• **Task details**
Among the records that follow, set down only the lines from the one containing "Each point like <point>230,190</point>." to the one containing "tag the dirt road, one point per instance.", both included, exactly.

• **Items from a dataset**

"""

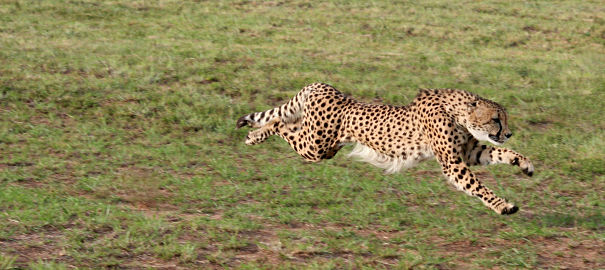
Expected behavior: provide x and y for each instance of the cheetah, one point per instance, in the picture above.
(443, 123)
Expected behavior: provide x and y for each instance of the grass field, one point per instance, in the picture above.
(118, 146)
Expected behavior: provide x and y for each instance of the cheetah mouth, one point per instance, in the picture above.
(496, 139)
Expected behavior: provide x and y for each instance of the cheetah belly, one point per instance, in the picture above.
(391, 164)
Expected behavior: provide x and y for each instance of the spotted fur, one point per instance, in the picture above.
(443, 123)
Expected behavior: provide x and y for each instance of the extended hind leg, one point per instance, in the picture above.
(290, 112)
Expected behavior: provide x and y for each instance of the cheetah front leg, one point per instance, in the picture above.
(477, 153)
(461, 176)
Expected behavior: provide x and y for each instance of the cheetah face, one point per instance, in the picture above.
(488, 121)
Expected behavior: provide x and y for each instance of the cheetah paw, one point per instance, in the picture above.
(509, 209)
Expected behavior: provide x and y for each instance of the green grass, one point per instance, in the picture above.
(118, 147)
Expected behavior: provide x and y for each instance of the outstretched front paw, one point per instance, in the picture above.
(509, 209)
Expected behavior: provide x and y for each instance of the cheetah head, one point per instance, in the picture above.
(487, 121)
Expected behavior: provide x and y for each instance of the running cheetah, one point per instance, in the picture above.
(443, 123)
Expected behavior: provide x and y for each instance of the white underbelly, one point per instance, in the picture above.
(388, 163)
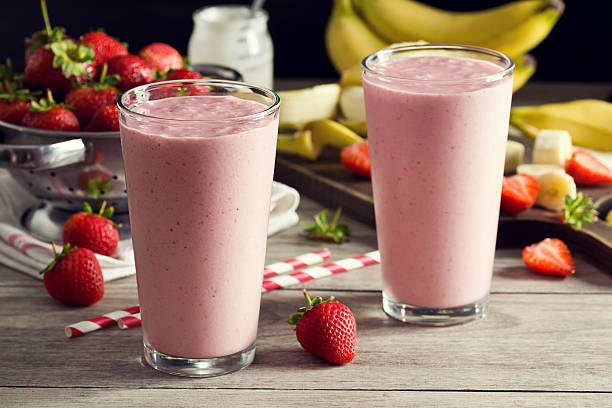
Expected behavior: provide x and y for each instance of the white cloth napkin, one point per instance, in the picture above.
(24, 253)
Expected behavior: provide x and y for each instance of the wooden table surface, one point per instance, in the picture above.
(545, 342)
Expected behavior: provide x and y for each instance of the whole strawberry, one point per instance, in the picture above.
(161, 57)
(105, 119)
(74, 277)
(326, 328)
(92, 231)
(105, 47)
(15, 101)
(132, 71)
(46, 114)
(88, 97)
(58, 60)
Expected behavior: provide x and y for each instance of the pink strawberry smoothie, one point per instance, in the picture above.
(437, 133)
(199, 196)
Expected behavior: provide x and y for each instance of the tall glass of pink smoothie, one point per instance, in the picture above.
(199, 159)
(437, 120)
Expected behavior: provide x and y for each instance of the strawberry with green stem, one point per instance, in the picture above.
(58, 60)
(15, 101)
(74, 276)
(49, 115)
(578, 211)
(86, 98)
(93, 231)
(326, 328)
(320, 229)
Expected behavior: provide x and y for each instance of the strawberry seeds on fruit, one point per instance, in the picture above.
(74, 276)
(53, 60)
(549, 257)
(92, 231)
(87, 97)
(326, 328)
(49, 115)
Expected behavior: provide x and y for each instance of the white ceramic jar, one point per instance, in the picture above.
(227, 35)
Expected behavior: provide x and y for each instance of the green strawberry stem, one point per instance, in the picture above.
(295, 318)
(57, 256)
(43, 9)
(579, 211)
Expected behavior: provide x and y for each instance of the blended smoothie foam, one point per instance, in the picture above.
(199, 196)
(437, 134)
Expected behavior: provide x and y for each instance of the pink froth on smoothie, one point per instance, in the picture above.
(437, 128)
(199, 196)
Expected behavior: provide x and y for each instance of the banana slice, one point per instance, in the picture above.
(515, 152)
(552, 147)
(553, 189)
(301, 106)
(537, 170)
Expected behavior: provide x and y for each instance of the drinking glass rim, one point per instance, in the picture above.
(213, 82)
(450, 47)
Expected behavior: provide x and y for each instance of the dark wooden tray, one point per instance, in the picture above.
(327, 181)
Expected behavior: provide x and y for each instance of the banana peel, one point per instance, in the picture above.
(525, 68)
(348, 39)
(309, 141)
(301, 106)
(589, 121)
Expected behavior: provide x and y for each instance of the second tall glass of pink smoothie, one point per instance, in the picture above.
(437, 119)
(199, 159)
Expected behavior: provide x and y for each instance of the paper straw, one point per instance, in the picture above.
(129, 321)
(87, 326)
(298, 262)
(316, 272)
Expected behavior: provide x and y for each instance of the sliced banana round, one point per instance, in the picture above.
(301, 106)
(552, 147)
(537, 170)
(553, 189)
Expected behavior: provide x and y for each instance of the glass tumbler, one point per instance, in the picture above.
(199, 159)
(437, 120)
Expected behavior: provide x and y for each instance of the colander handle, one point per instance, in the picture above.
(42, 157)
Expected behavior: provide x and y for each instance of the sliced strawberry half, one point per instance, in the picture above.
(519, 193)
(356, 158)
(549, 257)
(587, 170)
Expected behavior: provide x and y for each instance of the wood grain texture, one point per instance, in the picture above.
(545, 342)
(119, 397)
(528, 342)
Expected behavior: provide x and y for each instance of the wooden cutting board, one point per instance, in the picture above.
(327, 181)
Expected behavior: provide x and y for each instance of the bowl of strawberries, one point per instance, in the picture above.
(59, 123)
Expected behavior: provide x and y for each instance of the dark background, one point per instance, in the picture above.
(578, 48)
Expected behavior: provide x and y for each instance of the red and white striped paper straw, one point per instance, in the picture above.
(281, 281)
(298, 262)
(316, 272)
(129, 321)
(87, 326)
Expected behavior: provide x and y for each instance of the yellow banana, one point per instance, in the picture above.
(589, 121)
(301, 106)
(406, 20)
(347, 38)
(310, 141)
(525, 68)
(525, 36)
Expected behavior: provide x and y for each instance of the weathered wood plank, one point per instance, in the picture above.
(538, 342)
(511, 276)
(88, 397)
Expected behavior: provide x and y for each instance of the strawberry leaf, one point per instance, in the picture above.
(320, 229)
(579, 211)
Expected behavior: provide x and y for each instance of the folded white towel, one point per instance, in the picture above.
(24, 253)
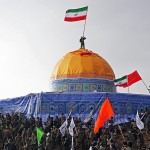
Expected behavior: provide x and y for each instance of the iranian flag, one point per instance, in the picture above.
(76, 14)
(128, 80)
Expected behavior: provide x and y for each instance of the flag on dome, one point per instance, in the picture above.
(105, 113)
(76, 14)
(128, 80)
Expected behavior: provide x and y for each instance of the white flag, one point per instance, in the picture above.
(72, 125)
(139, 123)
(88, 117)
(63, 127)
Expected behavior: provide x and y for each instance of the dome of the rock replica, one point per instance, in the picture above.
(82, 71)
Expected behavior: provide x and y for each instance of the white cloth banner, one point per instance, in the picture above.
(139, 123)
(72, 125)
(63, 127)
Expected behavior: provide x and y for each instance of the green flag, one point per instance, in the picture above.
(39, 134)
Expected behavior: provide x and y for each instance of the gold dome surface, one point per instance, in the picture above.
(82, 63)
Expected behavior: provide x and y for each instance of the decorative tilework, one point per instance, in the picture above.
(79, 87)
(54, 87)
(61, 108)
(92, 87)
(99, 88)
(82, 108)
(72, 106)
(104, 88)
(72, 87)
(85, 87)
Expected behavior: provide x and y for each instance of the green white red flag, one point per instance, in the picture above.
(105, 113)
(76, 14)
(128, 80)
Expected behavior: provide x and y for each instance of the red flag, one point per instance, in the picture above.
(105, 113)
(132, 78)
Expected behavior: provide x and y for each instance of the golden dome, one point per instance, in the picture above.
(82, 63)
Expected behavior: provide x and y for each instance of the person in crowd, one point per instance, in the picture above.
(17, 132)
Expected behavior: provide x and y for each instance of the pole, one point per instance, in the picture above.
(127, 83)
(85, 23)
(121, 132)
(146, 86)
(72, 144)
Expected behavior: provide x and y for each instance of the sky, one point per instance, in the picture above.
(34, 36)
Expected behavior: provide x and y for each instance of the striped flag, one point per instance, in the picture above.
(128, 80)
(76, 14)
(63, 127)
(72, 125)
(139, 123)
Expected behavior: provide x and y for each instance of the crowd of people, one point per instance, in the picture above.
(17, 132)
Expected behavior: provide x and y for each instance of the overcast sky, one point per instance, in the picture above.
(34, 36)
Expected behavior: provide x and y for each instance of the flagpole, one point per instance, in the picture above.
(128, 86)
(146, 86)
(85, 23)
(121, 132)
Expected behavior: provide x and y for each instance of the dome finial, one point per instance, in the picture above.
(82, 42)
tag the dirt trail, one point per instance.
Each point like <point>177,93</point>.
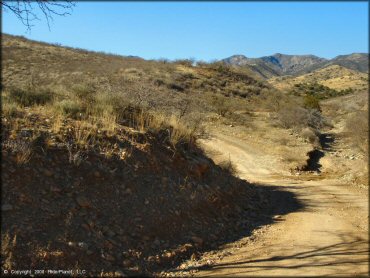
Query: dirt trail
<point>327,237</point>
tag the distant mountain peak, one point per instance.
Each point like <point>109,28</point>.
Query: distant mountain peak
<point>283,64</point>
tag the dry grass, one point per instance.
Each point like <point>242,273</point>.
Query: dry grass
<point>21,149</point>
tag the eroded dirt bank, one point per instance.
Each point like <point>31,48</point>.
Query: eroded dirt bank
<point>326,236</point>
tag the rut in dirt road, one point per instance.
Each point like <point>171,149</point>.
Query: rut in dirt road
<point>327,236</point>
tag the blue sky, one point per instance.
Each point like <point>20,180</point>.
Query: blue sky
<point>207,30</point>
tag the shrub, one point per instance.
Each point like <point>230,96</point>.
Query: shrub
<point>73,109</point>
<point>220,105</point>
<point>30,96</point>
<point>357,127</point>
<point>84,92</point>
<point>311,102</point>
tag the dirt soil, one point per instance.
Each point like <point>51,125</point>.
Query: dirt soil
<point>326,235</point>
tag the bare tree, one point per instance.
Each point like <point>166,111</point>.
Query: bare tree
<point>25,10</point>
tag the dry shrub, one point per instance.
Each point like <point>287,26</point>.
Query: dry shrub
<point>21,149</point>
<point>292,115</point>
<point>358,129</point>
<point>10,109</point>
<point>71,108</point>
<point>311,136</point>
<point>30,96</point>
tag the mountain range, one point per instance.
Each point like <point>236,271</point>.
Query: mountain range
<point>282,64</point>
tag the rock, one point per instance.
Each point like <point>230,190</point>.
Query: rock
<point>85,226</point>
<point>110,233</point>
<point>109,257</point>
<point>83,202</point>
<point>26,133</point>
<point>198,167</point>
<point>119,273</point>
<point>126,263</point>
<point>197,240</point>
<point>48,173</point>
<point>194,257</point>
<point>55,189</point>
<point>6,207</point>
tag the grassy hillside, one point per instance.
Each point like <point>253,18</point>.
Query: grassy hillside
<point>334,77</point>
<point>100,157</point>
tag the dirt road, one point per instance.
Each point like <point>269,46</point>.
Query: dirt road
<point>328,236</point>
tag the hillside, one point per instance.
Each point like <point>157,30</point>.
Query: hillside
<point>281,64</point>
<point>334,76</point>
<point>122,166</point>
<point>100,157</point>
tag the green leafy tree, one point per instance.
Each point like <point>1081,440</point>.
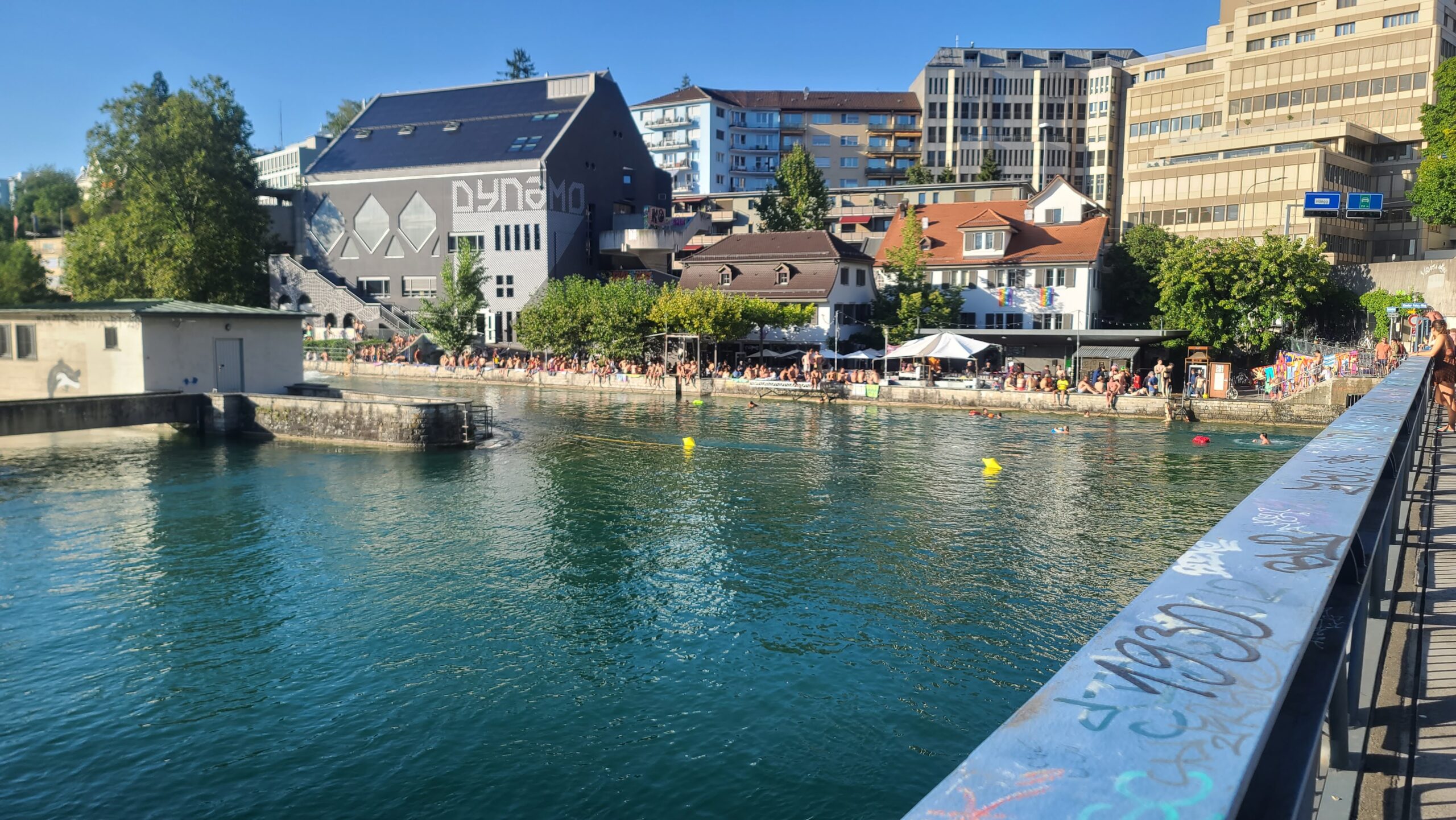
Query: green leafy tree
<point>338,120</point>
<point>50,196</point>
<point>1241,295</point>
<point>909,303</point>
<point>519,66</point>
<point>1433,197</point>
<point>22,276</point>
<point>172,209</point>
<point>799,199</point>
<point>918,175</point>
<point>1130,296</point>
<point>991,170</point>
<point>450,322</point>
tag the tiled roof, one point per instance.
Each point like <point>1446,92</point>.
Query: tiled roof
<point>785,245</point>
<point>1030,244</point>
<point>794,101</point>
<point>155,308</point>
<point>491,117</point>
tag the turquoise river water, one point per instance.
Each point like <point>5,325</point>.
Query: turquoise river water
<point>817,613</point>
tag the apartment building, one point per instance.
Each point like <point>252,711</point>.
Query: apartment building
<point>1041,113</point>
<point>715,140</point>
<point>1288,98</point>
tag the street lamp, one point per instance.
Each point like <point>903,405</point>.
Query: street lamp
<point>1244,203</point>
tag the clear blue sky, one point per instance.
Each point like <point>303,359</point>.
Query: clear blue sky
<point>68,59</point>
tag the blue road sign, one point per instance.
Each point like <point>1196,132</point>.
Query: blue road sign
<point>1365,206</point>
<point>1322,203</point>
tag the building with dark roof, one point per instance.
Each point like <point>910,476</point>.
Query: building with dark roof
<point>545,176</point>
<point>801,267</point>
<point>717,140</point>
<point>1018,264</point>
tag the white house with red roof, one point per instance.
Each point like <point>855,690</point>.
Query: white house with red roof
<point>1018,264</point>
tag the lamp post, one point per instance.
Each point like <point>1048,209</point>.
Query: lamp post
<point>1244,203</point>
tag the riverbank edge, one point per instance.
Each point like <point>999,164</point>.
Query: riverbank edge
<point>1205,410</point>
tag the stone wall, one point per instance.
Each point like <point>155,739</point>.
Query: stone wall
<point>1212,410</point>
<point>398,421</point>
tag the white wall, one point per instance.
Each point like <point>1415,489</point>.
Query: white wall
<point>72,350</point>
<point>181,356</point>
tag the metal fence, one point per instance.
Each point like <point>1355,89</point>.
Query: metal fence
<point>1239,682</point>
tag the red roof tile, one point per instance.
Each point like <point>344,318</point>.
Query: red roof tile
<point>1030,242</point>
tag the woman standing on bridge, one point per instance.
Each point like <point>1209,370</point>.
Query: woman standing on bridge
<point>1443,373</point>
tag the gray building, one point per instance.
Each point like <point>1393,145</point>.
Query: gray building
<point>547,176</point>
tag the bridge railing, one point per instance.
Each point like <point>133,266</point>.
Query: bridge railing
<point>1238,683</point>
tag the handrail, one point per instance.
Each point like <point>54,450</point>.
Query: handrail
<point>1209,694</point>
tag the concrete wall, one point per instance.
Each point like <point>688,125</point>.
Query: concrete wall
<point>181,353</point>
<point>72,359</point>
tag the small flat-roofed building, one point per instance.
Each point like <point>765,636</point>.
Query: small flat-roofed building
<point>801,267</point>
<point>133,345</point>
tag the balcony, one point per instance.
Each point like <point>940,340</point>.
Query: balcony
<point>669,123</point>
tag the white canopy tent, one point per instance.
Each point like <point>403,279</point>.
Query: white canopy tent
<point>941,345</point>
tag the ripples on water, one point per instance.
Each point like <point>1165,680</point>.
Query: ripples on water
<point>817,613</point>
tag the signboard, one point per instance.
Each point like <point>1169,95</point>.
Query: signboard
<point>1365,206</point>
<point>1322,203</point>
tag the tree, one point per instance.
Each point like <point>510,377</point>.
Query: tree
<point>909,303</point>
<point>799,199</point>
<point>450,322</point>
<point>519,66</point>
<point>1433,197</point>
<point>48,194</point>
<point>338,120</point>
<point>1130,295</point>
<point>991,170</point>
<point>918,175</point>
<point>172,210</point>
<point>1241,295</point>
<point>22,276</point>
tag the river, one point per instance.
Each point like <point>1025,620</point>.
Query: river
<point>817,612</point>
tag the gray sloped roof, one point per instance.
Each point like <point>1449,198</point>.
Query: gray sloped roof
<point>155,308</point>
<point>491,118</point>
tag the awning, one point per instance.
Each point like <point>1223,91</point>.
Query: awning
<point>1106,352</point>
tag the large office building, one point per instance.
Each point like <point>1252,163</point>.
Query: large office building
<point>714,140</point>
<point>1289,98</point>
<point>1040,113</point>
<point>545,176</point>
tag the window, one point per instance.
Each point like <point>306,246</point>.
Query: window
<point>25,341</point>
<point>420,287</point>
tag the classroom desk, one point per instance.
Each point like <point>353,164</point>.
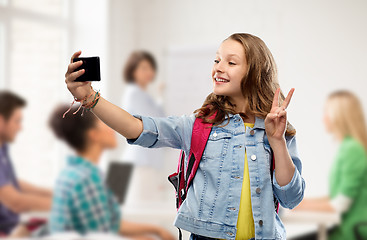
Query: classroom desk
<point>298,223</point>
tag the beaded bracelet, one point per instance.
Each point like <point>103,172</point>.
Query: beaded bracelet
<point>93,103</point>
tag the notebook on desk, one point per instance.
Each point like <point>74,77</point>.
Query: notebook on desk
<point>118,179</point>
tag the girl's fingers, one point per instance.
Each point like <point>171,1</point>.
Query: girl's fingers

"""

• **Exercise response**
Each point like <point>230,190</point>.
Query: rock
<point>85,226</point>
<point>110,233</point>
<point>109,257</point>
<point>83,202</point>
<point>26,133</point>
<point>198,167</point>
<point>119,273</point>
<point>126,263</point>
<point>197,240</point>
<point>48,173</point>
<point>194,257</point>
<point>55,189</point>
<point>6,207</point>
tag the grassy hillside, one point per instance.
Each point like <point>253,18</point>.
Query: grassy hillside
<point>334,77</point>
<point>100,157</point>
tag the dirt road, one point per instance.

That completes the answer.